[Given information]
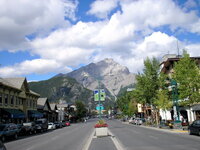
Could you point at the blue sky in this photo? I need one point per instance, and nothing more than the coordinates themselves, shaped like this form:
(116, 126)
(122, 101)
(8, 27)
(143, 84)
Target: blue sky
(41, 39)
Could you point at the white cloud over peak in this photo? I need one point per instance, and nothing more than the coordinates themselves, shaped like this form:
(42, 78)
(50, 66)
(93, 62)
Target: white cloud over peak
(128, 35)
(102, 8)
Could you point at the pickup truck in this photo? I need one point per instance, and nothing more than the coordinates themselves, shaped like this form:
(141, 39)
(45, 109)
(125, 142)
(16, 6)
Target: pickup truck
(41, 125)
(8, 130)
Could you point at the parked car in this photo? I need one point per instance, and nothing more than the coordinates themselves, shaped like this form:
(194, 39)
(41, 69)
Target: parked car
(58, 125)
(67, 123)
(28, 128)
(51, 126)
(131, 120)
(41, 125)
(139, 121)
(2, 146)
(194, 128)
(8, 130)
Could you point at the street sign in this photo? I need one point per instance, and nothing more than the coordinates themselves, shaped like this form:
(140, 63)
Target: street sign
(99, 107)
(100, 96)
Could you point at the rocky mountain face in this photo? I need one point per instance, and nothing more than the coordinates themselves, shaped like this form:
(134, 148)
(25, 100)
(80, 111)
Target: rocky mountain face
(109, 73)
(79, 84)
(61, 87)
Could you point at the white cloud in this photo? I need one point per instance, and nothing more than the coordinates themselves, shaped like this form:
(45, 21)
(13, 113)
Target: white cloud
(102, 8)
(20, 18)
(128, 35)
(39, 66)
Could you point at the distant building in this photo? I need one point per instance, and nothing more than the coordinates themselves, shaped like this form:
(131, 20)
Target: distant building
(17, 100)
(43, 107)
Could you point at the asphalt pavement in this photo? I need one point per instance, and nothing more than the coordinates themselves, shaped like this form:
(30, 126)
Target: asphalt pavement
(128, 137)
(134, 137)
(68, 138)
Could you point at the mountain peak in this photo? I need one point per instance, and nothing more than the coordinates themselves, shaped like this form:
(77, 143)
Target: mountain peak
(111, 74)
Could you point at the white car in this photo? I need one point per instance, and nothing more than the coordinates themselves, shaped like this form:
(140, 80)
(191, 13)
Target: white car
(51, 126)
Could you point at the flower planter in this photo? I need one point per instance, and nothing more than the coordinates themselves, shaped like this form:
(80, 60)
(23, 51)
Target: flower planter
(103, 131)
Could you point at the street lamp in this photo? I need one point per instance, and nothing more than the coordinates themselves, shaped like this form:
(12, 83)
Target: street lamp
(175, 99)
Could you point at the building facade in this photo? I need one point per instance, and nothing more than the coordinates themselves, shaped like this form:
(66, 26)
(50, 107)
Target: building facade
(17, 100)
(189, 113)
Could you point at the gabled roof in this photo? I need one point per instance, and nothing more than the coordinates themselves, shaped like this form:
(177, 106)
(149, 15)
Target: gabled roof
(16, 82)
(8, 84)
(41, 103)
(53, 106)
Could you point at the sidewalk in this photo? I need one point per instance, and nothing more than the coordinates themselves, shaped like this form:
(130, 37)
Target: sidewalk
(161, 129)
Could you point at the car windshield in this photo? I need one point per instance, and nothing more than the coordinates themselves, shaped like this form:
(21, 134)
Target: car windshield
(38, 122)
(2, 127)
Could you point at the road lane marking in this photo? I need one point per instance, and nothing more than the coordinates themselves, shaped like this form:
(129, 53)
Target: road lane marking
(154, 137)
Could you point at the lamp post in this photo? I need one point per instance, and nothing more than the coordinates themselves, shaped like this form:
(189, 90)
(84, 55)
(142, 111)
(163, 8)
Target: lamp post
(175, 99)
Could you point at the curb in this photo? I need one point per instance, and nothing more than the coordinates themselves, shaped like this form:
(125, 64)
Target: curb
(88, 142)
(165, 130)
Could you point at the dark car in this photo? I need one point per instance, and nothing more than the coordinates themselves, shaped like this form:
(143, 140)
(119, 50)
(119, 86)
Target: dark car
(8, 130)
(58, 124)
(2, 146)
(28, 128)
(194, 128)
(41, 125)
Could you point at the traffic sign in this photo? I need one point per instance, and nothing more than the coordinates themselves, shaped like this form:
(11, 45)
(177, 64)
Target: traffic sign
(100, 107)
(100, 96)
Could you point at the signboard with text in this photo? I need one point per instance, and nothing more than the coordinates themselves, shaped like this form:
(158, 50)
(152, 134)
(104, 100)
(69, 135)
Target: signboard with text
(99, 96)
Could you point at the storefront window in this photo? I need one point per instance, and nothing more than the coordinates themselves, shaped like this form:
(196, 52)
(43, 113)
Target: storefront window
(1, 98)
(30, 103)
(16, 101)
(6, 99)
(12, 100)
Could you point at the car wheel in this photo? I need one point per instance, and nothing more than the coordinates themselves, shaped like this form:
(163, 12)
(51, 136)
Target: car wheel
(16, 136)
(189, 131)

[About this exercise]
Set out exactly, and only, the lines between the first line of the listing and the line containing "Could you point at the white cloud over", counting both, while leaving every picture out.

[Task solution]
Could you point at the blue sky in this photo? I need one point per instance, and nothing more than the coordinates themselves, shaped like this form:
(116, 126)
(122, 101)
(8, 27)
(143, 84)
Target: blue sky
(41, 39)
Could you point at the white cloud over peak in this photo? I need one point per instance, and nothing more than the coordinates themselves, shaped like this form:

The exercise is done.